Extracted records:
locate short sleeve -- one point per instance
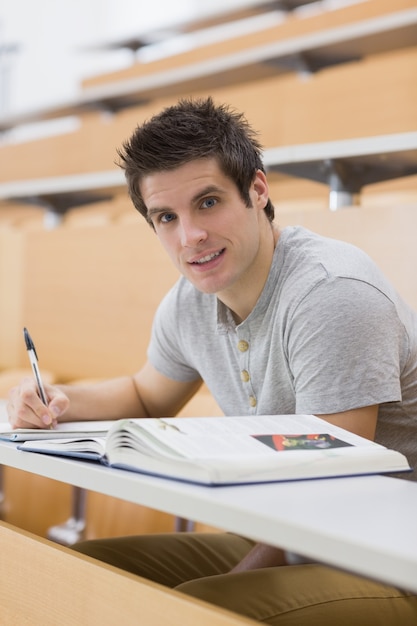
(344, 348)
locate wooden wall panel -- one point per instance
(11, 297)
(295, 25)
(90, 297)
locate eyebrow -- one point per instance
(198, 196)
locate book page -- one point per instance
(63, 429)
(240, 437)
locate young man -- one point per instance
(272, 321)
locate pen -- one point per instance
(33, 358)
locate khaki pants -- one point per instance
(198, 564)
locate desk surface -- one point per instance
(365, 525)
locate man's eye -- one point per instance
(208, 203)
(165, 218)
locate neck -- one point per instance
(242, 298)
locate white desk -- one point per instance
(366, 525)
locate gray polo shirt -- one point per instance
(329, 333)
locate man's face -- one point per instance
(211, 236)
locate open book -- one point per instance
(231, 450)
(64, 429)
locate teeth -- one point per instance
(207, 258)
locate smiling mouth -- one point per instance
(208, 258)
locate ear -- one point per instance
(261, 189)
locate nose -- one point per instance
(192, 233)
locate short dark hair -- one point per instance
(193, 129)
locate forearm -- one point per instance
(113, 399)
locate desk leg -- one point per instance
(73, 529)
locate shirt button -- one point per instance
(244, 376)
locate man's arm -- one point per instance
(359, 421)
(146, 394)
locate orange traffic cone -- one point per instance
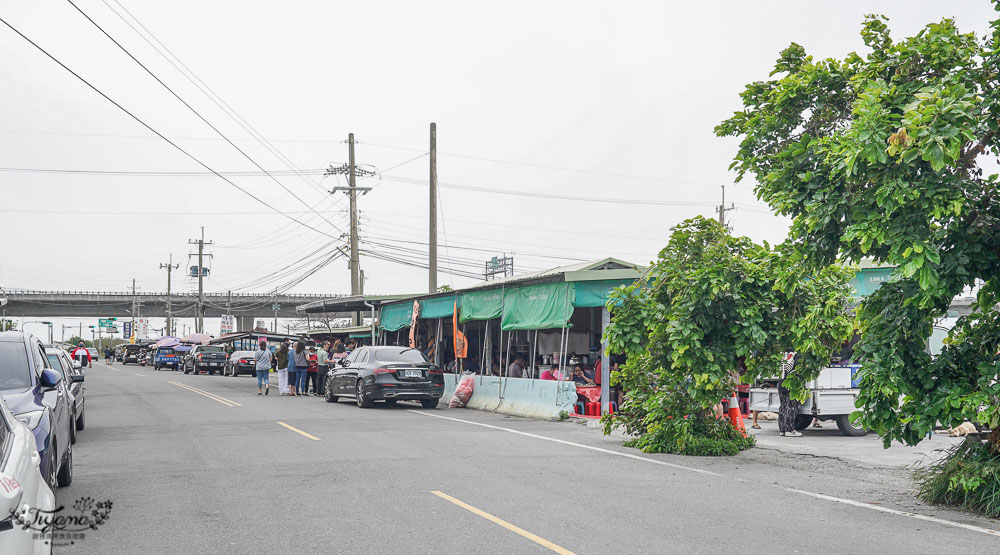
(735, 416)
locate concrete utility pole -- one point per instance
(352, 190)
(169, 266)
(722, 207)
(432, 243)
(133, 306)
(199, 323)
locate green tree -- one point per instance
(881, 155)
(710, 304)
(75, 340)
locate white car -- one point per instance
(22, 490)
---
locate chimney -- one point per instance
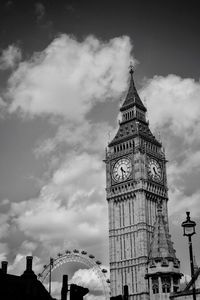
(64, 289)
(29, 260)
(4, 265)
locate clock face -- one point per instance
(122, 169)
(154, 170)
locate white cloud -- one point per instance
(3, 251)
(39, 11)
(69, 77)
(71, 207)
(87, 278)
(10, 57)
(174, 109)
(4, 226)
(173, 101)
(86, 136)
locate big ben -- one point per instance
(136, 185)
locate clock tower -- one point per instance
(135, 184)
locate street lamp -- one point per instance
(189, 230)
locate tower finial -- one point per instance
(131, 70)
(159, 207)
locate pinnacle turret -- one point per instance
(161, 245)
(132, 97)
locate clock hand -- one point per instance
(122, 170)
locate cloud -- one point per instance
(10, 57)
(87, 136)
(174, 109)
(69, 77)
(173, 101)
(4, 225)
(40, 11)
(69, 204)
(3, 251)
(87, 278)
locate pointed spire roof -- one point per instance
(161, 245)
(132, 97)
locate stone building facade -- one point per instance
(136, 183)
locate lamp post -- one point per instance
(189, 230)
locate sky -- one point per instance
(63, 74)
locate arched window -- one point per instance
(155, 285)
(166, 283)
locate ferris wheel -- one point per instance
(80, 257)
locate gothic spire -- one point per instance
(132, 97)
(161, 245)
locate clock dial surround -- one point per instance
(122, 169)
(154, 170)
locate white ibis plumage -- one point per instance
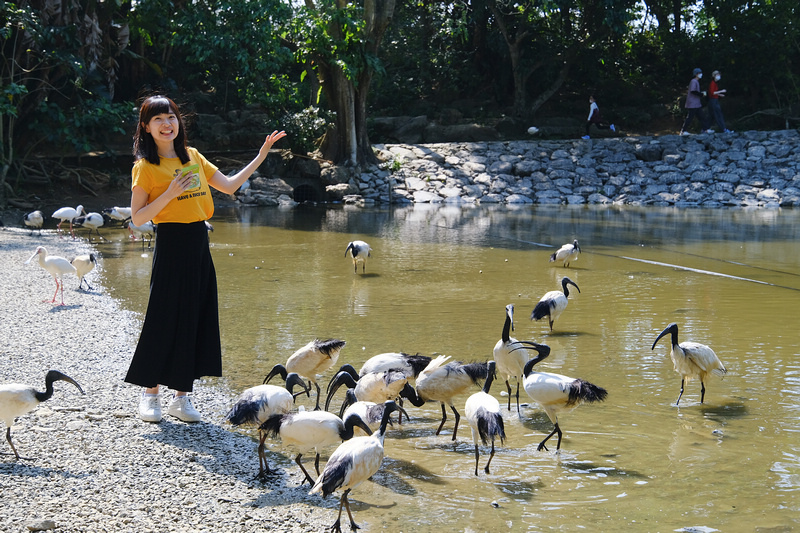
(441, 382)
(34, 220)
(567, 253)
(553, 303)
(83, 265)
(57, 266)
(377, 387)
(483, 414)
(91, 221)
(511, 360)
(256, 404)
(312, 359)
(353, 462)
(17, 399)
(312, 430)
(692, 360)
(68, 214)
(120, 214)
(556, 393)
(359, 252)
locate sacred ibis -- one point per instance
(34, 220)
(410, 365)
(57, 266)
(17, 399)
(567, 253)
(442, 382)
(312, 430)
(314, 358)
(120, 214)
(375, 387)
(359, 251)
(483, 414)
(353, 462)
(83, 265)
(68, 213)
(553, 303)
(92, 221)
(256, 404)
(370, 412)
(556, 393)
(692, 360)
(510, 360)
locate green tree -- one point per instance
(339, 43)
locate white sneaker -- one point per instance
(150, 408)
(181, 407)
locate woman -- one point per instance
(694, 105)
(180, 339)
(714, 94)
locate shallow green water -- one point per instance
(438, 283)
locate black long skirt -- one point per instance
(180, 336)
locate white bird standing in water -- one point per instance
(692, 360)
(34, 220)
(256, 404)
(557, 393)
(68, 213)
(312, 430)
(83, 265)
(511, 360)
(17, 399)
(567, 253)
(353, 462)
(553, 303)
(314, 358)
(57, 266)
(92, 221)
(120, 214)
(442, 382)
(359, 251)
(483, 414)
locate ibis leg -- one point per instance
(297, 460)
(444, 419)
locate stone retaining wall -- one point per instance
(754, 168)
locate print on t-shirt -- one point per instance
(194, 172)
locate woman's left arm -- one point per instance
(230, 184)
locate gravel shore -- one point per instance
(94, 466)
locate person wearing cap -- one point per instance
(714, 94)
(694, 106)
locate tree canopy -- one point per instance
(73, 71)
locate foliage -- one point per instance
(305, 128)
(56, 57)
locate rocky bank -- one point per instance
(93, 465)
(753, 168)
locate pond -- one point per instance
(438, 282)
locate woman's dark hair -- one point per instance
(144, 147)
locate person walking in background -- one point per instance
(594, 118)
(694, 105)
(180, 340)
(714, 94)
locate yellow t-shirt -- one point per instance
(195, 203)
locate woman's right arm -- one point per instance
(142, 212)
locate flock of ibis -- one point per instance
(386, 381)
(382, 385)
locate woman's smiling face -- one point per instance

» **WHAT YOU WILL DO**:
Set down exactly the lines of the data above, beginning with the line that has "locate foliage -- one point per instance" and ending with the line that has "locate woman's smiling", and no others.

» **RESPONSE AREA**:
locate foliage -- one point per instance
(305, 128)
(56, 57)
locate rocky bank -- one point per instance
(93, 465)
(753, 168)
locate pond -- one point per instance
(438, 282)
locate woman's dark hair -- one point per instance
(144, 147)
locate person walking in background -- one point per instance
(594, 118)
(694, 105)
(180, 340)
(714, 94)
locate yellow t-shirt -- one point per instance
(195, 203)
locate woman's right arm -- one point per instance
(142, 212)
locate flock of ibis -- one point per instance
(386, 381)
(382, 385)
locate woman's smiling face -- one point per instance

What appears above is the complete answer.